**Written instruction 1**. Copy out the page on alternatives to school exclusion in full, character for character.
☆ ☆ ☆
Alternatives to exclusion

This page provides information on alternatives to school exclusion, including direction off-site, managed moves, and elective home education.

Guidance

Introduction

Suspensions and permanent exclusions should typically be considered as a last resort. Behaviour in schools outlines a range of acceptable disciplinary measures that schools may use, aside from exclusions. In addition to these, schools and parents should also consider preventative or alternative options, such as off-site direction, managed moves, and elective home education.

What is a managed move?

A managed move is used to initiate a process which leads to the transfer of a pupil to another mainstream school permanently. They are designed to give pupils at risk of permanent exclusion a fresh start at a new school.

Managed moves should be voluntary and agreed upon by all parties involved, including the parents, the ‘home’ school, and the receiving school. If a parent feels they are being pressured into a managed move or is unhappy with the process, they can raise the issue through the school’s formal complaints procedure.

How does the managed move process work?
☆ ☆ ☆
**Written instruction 2**. How many lines of the rows below contain the string "visible"? Case counts; reply with the number alone.

**Items from a data source**.
☆ ☆ ☆
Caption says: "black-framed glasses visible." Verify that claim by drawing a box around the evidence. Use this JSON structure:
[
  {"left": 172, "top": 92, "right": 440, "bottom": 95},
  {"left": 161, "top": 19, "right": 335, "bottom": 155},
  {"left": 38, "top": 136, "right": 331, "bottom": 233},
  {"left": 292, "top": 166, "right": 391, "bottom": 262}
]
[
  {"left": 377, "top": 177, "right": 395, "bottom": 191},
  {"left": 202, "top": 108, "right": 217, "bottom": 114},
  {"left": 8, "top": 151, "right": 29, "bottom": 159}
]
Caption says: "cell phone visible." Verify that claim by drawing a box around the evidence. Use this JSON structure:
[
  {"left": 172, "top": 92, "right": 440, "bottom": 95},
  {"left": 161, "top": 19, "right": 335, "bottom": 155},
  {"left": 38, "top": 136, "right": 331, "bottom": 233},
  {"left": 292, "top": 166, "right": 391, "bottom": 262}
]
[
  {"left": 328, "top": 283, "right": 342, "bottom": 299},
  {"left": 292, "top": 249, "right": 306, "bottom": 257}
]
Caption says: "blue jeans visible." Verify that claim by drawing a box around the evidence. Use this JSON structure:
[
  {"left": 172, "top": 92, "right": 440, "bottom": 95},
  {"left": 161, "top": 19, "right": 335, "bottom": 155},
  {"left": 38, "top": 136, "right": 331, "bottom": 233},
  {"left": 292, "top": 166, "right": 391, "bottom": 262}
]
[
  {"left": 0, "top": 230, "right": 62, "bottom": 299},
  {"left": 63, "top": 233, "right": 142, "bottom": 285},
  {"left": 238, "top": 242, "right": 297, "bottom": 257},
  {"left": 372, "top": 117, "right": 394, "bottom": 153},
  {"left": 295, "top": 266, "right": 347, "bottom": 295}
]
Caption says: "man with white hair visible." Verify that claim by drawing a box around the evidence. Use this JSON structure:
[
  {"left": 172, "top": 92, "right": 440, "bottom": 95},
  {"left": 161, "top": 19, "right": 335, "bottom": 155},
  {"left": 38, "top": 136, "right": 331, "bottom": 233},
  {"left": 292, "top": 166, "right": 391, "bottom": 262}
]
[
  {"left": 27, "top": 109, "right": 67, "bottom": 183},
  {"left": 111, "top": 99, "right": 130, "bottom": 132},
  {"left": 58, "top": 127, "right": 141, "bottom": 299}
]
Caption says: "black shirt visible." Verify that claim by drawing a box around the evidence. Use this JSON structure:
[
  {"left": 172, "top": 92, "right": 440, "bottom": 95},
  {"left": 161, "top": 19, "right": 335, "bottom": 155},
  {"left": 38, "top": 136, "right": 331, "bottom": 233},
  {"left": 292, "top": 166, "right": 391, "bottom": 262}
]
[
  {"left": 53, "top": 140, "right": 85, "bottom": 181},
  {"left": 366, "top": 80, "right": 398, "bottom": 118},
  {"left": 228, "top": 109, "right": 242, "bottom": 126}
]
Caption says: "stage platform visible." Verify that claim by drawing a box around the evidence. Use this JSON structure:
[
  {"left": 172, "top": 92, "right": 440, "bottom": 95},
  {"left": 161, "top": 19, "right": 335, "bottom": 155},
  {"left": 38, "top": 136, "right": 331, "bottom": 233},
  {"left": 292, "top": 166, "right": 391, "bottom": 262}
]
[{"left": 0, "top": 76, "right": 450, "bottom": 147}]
☆ ☆ ☆
**Task result 1**.
Alternatives to exclusion

This page provides information on alternatives to school exclusion, including direction off-site, managed moves, and elective home education.

Guidance

Introduction

Suspensions and permanent exclusions should typically be considered as a last resort. Behaviour in schools outlines a range of acceptable disciplinary measures that schools may use, aside from exclusions. In addition to these, schools and parents should also consider preventative or alternative options, such as off-site direction, managed moves, and elective home education.

What is a managed move?

A managed move is used to initiate a process which leads to the transfer of a pupil to another mainstream school permanently. They are designed to give pupils at risk of permanent exclusion a fresh start at a new school.

Managed moves should be voluntary and agreed upon by all parties involved, including the parents, the ‘home’ school, and the receiving school. If a parent feels they are being pressured into a managed move or is unhappy with the process, they can raise the issue through the school’s formal complaints procedure.

How does the managed move process work?

**Task result 2**. 6